§ Aim of the task
Reproduce all of the data below word for word, leaving out the pictures.

═══ Material provided

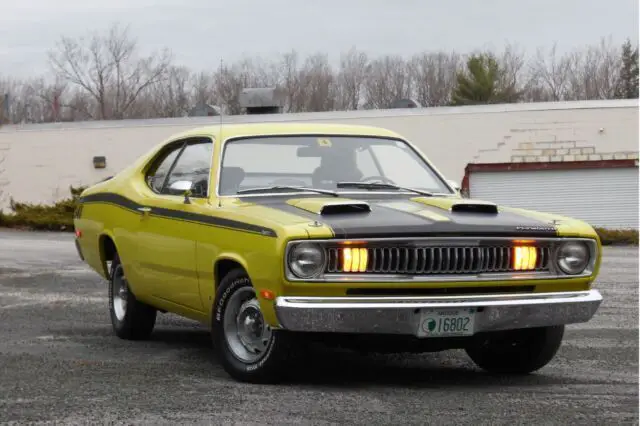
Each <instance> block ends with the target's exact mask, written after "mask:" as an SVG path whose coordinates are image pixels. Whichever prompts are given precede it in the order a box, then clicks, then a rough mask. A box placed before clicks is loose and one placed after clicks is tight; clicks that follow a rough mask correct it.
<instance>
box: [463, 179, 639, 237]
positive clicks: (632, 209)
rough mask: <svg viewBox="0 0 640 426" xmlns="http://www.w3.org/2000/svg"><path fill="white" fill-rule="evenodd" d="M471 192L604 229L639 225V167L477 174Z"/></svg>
mask: <svg viewBox="0 0 640 426" xmlns="http://www.w3.org/2000/svg"><path fill="white" fill-rule="evenodd" d="M469 196H470V197H473V198H478V199H481V200H487V201H493V202H494V203H498V204H501V205H506V206H510V207H519V208H524V209H531V210H536V211H540V212H546V213H552V214H559V215H562V216H568V217H574V218H576V219H581V220H584V221H586V222H587V223H589V224H591V225H592V226H599V227H604V228H618V229H628V228H632V229H638V168H637V167H624V168H597V169H596V168H594V169H576V170H535V171H533V170H531V171H504V172H480V171H477V172H472V173H470V175H469Z"/></svg>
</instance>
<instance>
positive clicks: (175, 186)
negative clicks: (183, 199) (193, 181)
mask: <svg viewBox="0 0 640 426" xmlns="http://www.w3.org/2000/svg"><path fill="white" fill-rule="evenodd" d="M192 186H193V182H191V181H190V180H177V181H175V182H173V183H172V184H171V185H169V190H170V191H171V192H172V193H175V194H176V195H177V194H182V195H184V202H185V204H189V203H191V201H190V200H189V196H190V195H191V187H192Z"/></svg>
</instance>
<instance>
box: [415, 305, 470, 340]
mask: <svg viewBox="0 0 640 426" xmlns="http://www.w3.org/2000/svg"><path fill="white" fill-rule="evenodd" d="M476 312H477V310H476V308H460V309H423V310H422V311H421V313H420V323H419V325H418V333H417V335H418V337H453V336H471V335H473V333H474V328H475V319H476Z"/></svg>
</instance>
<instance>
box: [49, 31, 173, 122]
mask: <svg viewBox="0 0 640 426" xmlns="http://www.w3.org/2000/svg"><path fill="white" fill-rule="evenodd" d="M170 62H171V55H170V53H169V52H168V51H167V50H164V51H163V52H161V53H160V54H153V55H151V56H148V57H143V58H138V56H137V53H136V41H135V40H134V39H132V38H131V37H130V36H129V33H128V28H124V29H121V28H120V26H119V25H118V24H115V25H113V26H112V27H111V28H110V29H109V31H108V32H107V34H106V35H98V34H94V35H93V36H92V37H91V38H90V39H89V40H85V39H84V38H80V39H78V40H74V39H72V38H68V37H62V38H61V40H60V41H59V42H58V44H57V47H56V49H55V50H54V51H52V52H50V54H49V63H50V65H51V67H52V68H53V70H54V72H55V74H56V75H57V76H58V77H59V78H61V79H63V80H64V81H66V82H68V83H70V84H72V85H75V86H77V87H79V88H81V89H83V90H84V91H86V92H87V93H88V94H89V95H90V96H91V97H92V98H93V99H94V101H95V103H96V111H95V113H93V112H92V113H91V117H92V118H99V119H107V118H116V119H119V118H125V117H126V116H127V111H128V110H129V108H131V106H132V105H133V103H134V102H135V101H136V100H137V99H138V97H139V96H140V94H141V93H142V92H143V91H144V90H145V89H146V88H148V87H149V86H151V85H153V84H154V83H156V82H158V81H161V80H163V79H164V78H165V77H166V74H167V70H168V68H169V65H170Z"/></svg>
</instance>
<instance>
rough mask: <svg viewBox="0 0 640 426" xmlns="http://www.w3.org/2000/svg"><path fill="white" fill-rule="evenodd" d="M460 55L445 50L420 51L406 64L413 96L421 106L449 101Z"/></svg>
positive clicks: (458, 65) (455, 84)
mask: <svg viewBox="0 0 640 426" xmlns="http://www.w3.org/2000/svg"><path fill="white" fill-rule="evenodd" d="M460 59H461V58H460V55H459V54H457V53H455V52H453V53H445V52H435V53H421V54H418V55H415V56H414V57H413V58H411V60H410V61H409V64H408V71H409V75H410V77H411V79H412V80H413V86H414V91H415V98H416V100H417V101H418V102H420V104H422V105H423V106H443V105H448V104H449V103H450V102H451V93H452V92H453V89H454V87H455V85H456V75H457V72H458V71H459V69H460V66H461V60H460Z"/></svg>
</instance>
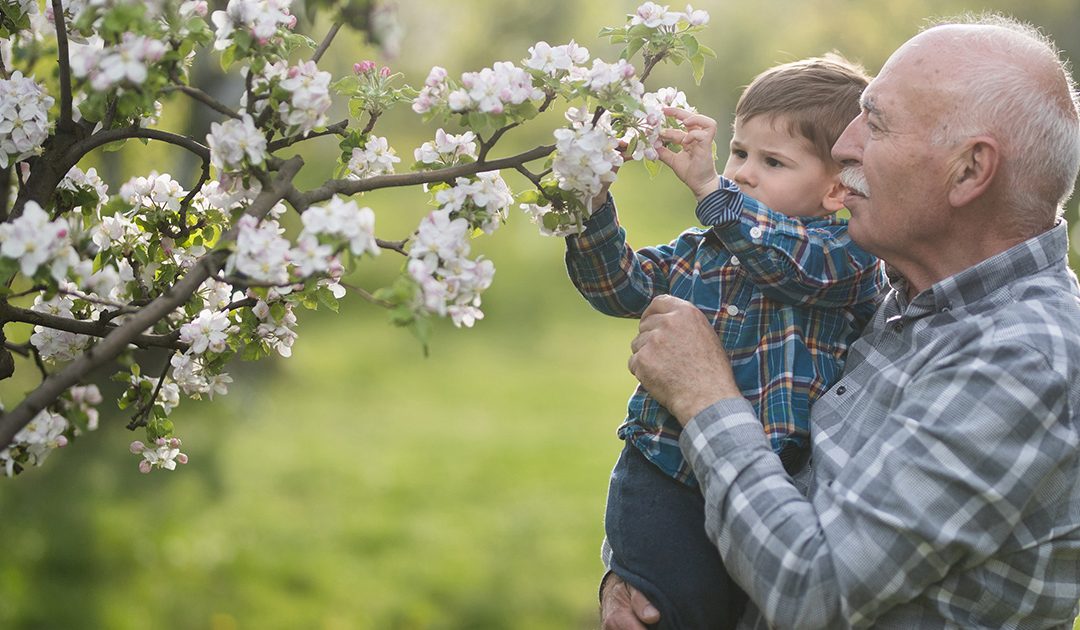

══════

§ Problem solution
Each <instance> block ends with the target's exact mask, written after "mask:" as an SVG path whose coordinates are image pixels. Whichever prompts are given precede it in the order a box, then clicks, then a rough mask. A box placed before clicks is loose and one placed after clicks is tight; clicks that follow a rough mask correct it.
<instance>
box: [463, 179, 639, 237]
positive clicks: (632, 209)
rough mask: <svg viewBox="0 0 640 426" xmlns="http://www.w3.org/2000/svg"><path fill="white" fill-rule="evenodd" d="M471 192L604 229L639 225V167L477 174Z"/></svg>
mask: <svg viewBox="0 0 640 426" xmlns="http://www.w3.org/2000/svg"><path fill="white" fill-rule="evenodd" d="M469 196H470V197H473V198H478V199H481V200H487V201H493V202H494V203H498V204H501V205H506V206H510V207H519V208H524V209H531V210H536V211H540V212H546V213H552V214H559V215H562V216H568V217H574V218H576V219H581V220H584V221H586V222H587V223H589V224H591V225H592V226H599V227H604V228H618V229H628V228H632V229H638V168H637V167H624V168H597V169H596V168H594V169H576V170H535V171H533V170H531V171H504V172H480V171H477V172H472V173H470V175H469Z"/></svg>
</instance>
<instance>
positive clicks: (175, 186)
negative clicks: (183, 199) (193, 181)
mask: <svg viewBox="0 0 640 426" xmlns="http://www.w3.org/2000/svg"><path fill="white" fill-rule="evenodd" d="M192 186H193V182H191V181H190V180H177V181H175V182H173V183H172V184H171V185H169V190H170V191H171V192H172V193H175V194H176V195H177V194H182V195H184V202H185V204H189V203H191V201H190V200H189V196H190V195H191V187H192Z"/></svg>
</instance>
<instance>
box: [415, 305, 470, 340]
mask: <svg viewBox="0 0 640 426" xmlns="http://www.w3.org/2000/svg"><path fill="white" fill-rule="evenodd" d="M476 312H477V310H476V308H460V309H423V310H422V311H421V313H420V323H419V325H418V333H417V335H418V337H453V336H471V335H473V333H474V328H475V319H476Z"/></svg>
</instance>
<instance>
box: [49, 31, 173, 122]
mask: <svg viewBox="0 0 640 426" xmlns="http://www.w3.org/2000/svg"><path fill="white" fill-rule="evenodd" d="M170 62H171V55H170V53H169V52H168V51H167V50H164V51H163V52H161V53H160V54H153V55H151V56H148V57H143V58H138V56H137V53H136V41H135V40H134V39H132V38H131V37H130V36H129V33H128V28H124V29H121V28H120V26H119V25H118V24H115V25H113V26H112V27H111V28H110V29H109V31H108V32H107V34H106V35H98V34H94V35H93V36H92V37H91V38H90V39H89V40H85V39H84V38H80V39H78V40H74V39H72V38H68V37H62V38H61V40H60V41H59V42H58V44H57V47H56V49H55V50H54V51H52V52H50V54H49V63H50V65H51V67H52V68H53V70H54V72H55V74H56V75H57V76H58V77H59V78H61V79H63V80H64V81H66V82H68V83H70V84H72V85H75V86H77V87H79V88H81V89H83V90H84V91H86V92H87V93H88V94H89V95H90V96H91V97H92V98H93V99H94V101H95V103H96V111H95V113H93V112H92V113H91V117H92V118H99V119H107V118H116V119H119V118H125V117H126V116H127V111H128V110H129V108H131V106H132V105H133V103H134V102H135V101H136V100H137V99H138V97H139V96H140V94H141V93H142V92H143V91H144V90H145V89H146V88H148V87H149V86H151V85H153V84H154V83H156V82H158V81H161V80H163V79H164V78H165V77H166V74H167V70H168V68H169V65H170Z"/></svg>
</instance>
<instance>
rough mask: <svg viewBox="0 0 640 426" xmlns="http://www.w3.org/2000/svg"><path fill="white" fill-rule="evenodd" d="M460 55L445 50L420 51L406 64L413 96L421 106L449 101Z"/></svg>
positive clicks: (458, 65) (455, 84)
mask: <svg viewBox="0 0 640 426" xmlns="http://www.w3.org/2000/svg"><path fill="white" fill-rule="evenodd" d="M460 59H461V58H460V55H459V54H457V53H455V52H453V53H445V52H435V53H421V54H418V55H415V56H414V57H413V58H411V60H410V61H409V64H408V71H409V75H410V77H411V79H412V80H413V86H414V91H415V98H416V100H417V101H418V102H420V104H422V105H423V106H443V105H448V104H449V103H450V102H451V93H452V92H453V89H454V87H455V85H456V75H457V72H458V71H459V69H460V66H461V60H460Z"/></svg>
</instance>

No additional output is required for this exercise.